What you will do
1. Repeat the part of the steep-slope monitoring text from "Steep-Slope Monitoring" up to and including "for high-risk slopes.", word for word.
2. List every means the steep-slope monitoring text says engineers used to monitor the high-risk slopes.

Page
******

Steep-Slope Monitoring

Xiaowan hydropower station on the Lanchang River in Yunnan province, China, consists of a double-curvature arch dam, 292 meters high. Construction began in January 2002 and is expected to conclude by the end of 2010. Steep slopes in the river valley, both natural and engineered, pose critical problems for construction engineers. Heavy rain or further rock excavation could cause slopes near the arch dam to slide. To reduce landslide risk, engineers have employed several conventional techniques, traditional surveying equipment, and specialized geotechnical instrument to monitor the stability of the high-risk slopes. They also used GPS as a monitoring tool for high-risk slopes.

Usually, several observation points must be monitored to fully understand the stability and any ongoing deformation that could cause slope failure. For example, it required 16 observation points to adequately monitor a high-risk slope measuring 300 by 500 meters, or 0.15 square kilometers.

******

Entries supplied
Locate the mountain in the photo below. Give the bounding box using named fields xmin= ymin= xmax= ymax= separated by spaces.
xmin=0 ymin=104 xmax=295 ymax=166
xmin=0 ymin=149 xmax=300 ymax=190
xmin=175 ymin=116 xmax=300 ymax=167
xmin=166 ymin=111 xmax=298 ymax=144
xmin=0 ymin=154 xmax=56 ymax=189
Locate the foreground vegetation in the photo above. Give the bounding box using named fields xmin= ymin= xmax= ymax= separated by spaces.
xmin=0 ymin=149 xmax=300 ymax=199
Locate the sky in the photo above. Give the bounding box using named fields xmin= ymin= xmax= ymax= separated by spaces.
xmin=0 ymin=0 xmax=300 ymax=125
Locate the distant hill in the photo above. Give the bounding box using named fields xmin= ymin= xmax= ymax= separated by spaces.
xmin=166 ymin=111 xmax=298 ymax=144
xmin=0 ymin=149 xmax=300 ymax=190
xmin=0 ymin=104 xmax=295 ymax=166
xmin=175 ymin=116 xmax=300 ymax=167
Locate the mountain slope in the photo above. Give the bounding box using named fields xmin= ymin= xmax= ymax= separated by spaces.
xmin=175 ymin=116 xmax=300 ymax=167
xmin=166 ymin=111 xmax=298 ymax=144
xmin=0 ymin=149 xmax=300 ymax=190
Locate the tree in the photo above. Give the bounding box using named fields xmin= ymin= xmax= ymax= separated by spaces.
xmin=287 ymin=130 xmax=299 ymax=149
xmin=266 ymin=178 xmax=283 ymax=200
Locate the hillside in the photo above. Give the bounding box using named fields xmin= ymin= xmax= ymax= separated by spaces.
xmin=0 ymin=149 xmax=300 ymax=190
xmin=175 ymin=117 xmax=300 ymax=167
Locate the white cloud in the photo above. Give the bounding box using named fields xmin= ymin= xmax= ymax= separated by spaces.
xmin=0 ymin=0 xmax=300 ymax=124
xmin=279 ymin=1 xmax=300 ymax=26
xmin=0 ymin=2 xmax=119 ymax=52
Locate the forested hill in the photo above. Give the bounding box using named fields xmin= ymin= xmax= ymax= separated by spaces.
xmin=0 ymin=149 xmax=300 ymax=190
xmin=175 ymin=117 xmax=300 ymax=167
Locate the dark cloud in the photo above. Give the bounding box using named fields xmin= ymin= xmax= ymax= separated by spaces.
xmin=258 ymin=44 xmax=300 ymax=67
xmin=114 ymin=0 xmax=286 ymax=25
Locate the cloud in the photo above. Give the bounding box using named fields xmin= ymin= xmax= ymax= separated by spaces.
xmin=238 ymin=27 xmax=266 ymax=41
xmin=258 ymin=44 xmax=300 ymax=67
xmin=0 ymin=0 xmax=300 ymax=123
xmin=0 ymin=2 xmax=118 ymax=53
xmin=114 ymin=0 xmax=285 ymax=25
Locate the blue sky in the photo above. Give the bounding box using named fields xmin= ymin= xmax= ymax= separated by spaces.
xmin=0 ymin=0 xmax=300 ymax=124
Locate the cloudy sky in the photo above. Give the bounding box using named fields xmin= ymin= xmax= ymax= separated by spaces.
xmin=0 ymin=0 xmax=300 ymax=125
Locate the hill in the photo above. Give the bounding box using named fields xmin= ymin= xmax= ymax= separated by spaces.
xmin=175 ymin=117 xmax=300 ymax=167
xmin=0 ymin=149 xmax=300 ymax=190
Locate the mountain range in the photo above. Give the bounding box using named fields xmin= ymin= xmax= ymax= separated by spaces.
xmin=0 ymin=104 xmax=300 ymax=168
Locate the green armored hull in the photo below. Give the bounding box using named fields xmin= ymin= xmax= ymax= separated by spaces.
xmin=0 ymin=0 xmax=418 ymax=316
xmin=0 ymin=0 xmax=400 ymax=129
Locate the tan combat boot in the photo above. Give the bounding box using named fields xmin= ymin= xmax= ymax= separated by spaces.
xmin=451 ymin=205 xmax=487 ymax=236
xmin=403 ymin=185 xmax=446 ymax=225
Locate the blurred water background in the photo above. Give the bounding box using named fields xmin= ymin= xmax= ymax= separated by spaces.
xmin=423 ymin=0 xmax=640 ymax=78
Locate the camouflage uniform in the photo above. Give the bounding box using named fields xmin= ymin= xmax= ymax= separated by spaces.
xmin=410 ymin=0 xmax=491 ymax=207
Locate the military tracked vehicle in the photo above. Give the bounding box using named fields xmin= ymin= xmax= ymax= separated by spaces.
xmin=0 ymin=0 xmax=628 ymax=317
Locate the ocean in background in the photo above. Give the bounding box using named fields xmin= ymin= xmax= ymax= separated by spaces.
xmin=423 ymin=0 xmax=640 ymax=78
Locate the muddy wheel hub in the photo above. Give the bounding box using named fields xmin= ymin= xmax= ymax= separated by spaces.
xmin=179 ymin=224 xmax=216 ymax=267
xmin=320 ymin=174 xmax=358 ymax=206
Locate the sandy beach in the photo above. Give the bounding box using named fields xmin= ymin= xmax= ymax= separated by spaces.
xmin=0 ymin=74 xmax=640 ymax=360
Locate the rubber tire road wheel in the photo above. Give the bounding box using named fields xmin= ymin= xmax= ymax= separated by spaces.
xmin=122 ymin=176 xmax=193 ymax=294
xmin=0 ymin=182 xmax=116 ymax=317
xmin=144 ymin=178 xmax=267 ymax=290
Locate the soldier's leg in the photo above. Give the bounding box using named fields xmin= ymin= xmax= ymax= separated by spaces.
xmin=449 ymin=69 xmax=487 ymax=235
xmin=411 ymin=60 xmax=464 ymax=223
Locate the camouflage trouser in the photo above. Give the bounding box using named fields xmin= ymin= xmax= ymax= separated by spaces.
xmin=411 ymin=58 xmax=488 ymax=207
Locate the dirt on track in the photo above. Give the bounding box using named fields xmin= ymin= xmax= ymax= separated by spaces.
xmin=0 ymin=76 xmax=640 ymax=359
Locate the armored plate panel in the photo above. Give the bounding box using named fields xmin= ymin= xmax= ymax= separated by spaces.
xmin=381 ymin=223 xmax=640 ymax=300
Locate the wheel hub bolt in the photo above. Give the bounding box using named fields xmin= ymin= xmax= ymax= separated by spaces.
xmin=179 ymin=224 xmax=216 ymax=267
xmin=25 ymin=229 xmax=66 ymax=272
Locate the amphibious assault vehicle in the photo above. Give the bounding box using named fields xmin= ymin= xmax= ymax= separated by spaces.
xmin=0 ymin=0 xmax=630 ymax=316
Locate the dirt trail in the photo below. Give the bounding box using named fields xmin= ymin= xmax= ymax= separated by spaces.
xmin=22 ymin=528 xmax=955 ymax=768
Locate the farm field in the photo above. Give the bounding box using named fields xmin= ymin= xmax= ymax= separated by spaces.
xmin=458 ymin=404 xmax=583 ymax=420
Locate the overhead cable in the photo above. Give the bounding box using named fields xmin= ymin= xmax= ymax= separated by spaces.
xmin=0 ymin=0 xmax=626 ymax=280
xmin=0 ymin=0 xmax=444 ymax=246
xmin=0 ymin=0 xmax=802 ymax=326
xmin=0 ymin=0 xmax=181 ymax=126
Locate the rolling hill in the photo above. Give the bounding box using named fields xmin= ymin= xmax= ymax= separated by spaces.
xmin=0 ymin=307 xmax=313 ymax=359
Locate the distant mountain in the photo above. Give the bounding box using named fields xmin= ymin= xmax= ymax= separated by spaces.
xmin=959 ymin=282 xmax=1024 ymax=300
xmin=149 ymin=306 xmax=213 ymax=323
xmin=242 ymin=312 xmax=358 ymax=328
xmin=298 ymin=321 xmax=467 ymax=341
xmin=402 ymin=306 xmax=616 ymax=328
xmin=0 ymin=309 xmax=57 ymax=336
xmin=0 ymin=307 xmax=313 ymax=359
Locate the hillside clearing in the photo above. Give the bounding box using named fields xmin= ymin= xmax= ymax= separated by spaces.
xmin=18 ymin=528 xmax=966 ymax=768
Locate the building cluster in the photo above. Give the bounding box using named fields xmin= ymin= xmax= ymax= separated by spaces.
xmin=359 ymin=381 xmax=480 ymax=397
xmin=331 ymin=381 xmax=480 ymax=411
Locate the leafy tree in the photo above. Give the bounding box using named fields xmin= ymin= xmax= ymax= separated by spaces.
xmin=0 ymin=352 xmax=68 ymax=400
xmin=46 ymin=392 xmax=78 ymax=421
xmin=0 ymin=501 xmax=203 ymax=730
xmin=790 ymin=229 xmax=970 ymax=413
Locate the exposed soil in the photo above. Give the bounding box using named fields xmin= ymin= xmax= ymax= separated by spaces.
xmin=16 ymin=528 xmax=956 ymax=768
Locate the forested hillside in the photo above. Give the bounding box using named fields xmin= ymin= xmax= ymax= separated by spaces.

******

Answers to the tasks
1.
Steep-Slope Monitoring

Xiaowan hydropower station on the Lanchang River in Yunnan province, China, consists of a double-curvature arch dam, 292 meters high. Construction began in January 2002 and is expected to conclude by the end of 2010. Steep slopes in the river valley, both natural and engineered, pose critical problems for construction engineers. Heavy rain or further rock excavation could cause slopes near the arch dam to slide. To reduce landslide risk, engineers have employed several conventional techniques, traditional surveying equipment, and specialized geotechnical instrument to monitor the stability of the high-risk slopes. They also used GPS as a monitoring tool for high-risk slopes.

2.
- Several conventional techniques
- Traditional surveying equipment
- Specialized geotechnical instrument
- GPS